- _TASK_: Rewrite the records below with every "detected instance" changed to "detected object", keeping everything else the same.

- _ENTRIES_:
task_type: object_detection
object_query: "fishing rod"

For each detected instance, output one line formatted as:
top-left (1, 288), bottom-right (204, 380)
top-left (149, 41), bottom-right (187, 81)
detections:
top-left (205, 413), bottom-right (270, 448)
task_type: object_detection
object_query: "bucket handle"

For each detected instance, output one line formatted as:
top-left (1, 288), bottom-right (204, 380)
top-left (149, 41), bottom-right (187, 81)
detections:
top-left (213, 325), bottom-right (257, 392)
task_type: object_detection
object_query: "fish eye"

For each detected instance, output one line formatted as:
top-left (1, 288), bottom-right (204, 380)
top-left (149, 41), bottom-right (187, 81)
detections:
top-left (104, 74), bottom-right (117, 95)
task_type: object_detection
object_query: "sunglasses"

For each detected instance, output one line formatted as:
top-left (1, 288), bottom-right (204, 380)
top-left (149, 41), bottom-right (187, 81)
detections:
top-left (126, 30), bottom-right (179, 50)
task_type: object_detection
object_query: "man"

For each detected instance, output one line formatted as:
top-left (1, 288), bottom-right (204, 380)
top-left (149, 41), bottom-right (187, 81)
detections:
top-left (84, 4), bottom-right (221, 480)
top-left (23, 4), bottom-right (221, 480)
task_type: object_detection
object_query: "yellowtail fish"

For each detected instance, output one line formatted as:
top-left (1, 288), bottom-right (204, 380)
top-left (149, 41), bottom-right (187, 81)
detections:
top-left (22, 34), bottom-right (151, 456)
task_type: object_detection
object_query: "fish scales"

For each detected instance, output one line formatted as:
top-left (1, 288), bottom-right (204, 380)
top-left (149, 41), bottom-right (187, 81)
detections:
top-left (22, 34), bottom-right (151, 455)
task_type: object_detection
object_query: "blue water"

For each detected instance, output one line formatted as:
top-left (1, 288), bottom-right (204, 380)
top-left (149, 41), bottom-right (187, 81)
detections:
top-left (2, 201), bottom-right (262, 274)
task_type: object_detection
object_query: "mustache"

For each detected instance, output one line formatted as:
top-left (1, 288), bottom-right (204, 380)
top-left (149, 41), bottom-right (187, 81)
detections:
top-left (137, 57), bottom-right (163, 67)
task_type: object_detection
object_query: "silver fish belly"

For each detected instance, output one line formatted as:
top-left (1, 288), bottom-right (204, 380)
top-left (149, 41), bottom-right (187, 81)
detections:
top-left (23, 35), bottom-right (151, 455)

- _SOLUTION FOR THIS TASK_:
task_type: object_detection
object_query: "fishing rod"

For each detected object, output one line formatted as:
top-left (1, 288), bottom-right (204, 380)
top-left (149, 41), bottom-right (187, 81)
detections:
top-left (205, 413), bottom-right (270, 448)
task_type: object_detection
object_query: "bucket handle"

For each detected object, output one line formatted as:
top-left (1, 288), bottom-right (204, 380)
top-left (149, 41), bottom-right (187, 81)
detections:
top-left (213, 325), bottom-right (257, 392)
task_type: object_detection
object_query: "fish eye"

For each detected object, output one line formatted as:
top-left (1, 288), bottom-right (204, 380)
top-left (149, 41), bottom-right (187, 81)
detections:
top-left (104, 74), bottom-right (117, 95)
task_type: object_detection
object_query: "sunglasses"

For each detected object, output one line formatted as:
top-left (1, 288), bottom-right (204, 380)
top-left (149, 41), bottom-right (187, 81)
detections:
top-left (126, 30), bottom-right (179, 50)
task_type: object_detection
object_query: "man"

For each detected object, output one line formatted as:
top-left (1, 288), bottom-right (204, 380)
top-left (149, 41), bottom-right (187, 81)
detections:
top-left (84, 4), bottom-right (221, 480)
top-left (23, 4), bottom-right (221, 480)
task_type: object_detection
object_query: "yellowtail fish"

For each detected object, output one line formatted as:
top-left (1, 288), bottom-right (204, 380)
top-left (149, 41), bottom-right (187, 81)
detections:
top-left (22, 34), bottom-right (151, 456)
task_type: object_detection
object_query: "fish scales"

For each detected object, output one line formatted as:
top-left (1, 288), bottom-right (204, 380)
top-left (149, 41), bottom-right (187, 81)
detections:
top-left (22, 34), bottom-right (151, 455)
task_type: object_detection
object_query: "blue water"

For each detected object, output one line formatted as:
top-left (1, 288), bottom-right (204, 380)
top-left (149, 41), bottom-right (187, 81)
detections:
top-left (2, 201), bottom-right (262, 274)
task_type: object_detection
object_query: "mustache"

For each detected object, output one line formatted as:
top-left (1, 288), bottom-right (204, 380)
top-left (149, 41), bottom-right (187, 81)
detections:
top-left (137, 57), bottom-right (163, 67)
task_type: object_detection
object_query: "silver fish belly"

For each detected object, output one line formatted as:
top-left (1, 288), bottom-right (204, 380)
top-left (149, 41), bottom-right (187, 81)
detections:
top-left (23, 35), bottom-right (151, 455)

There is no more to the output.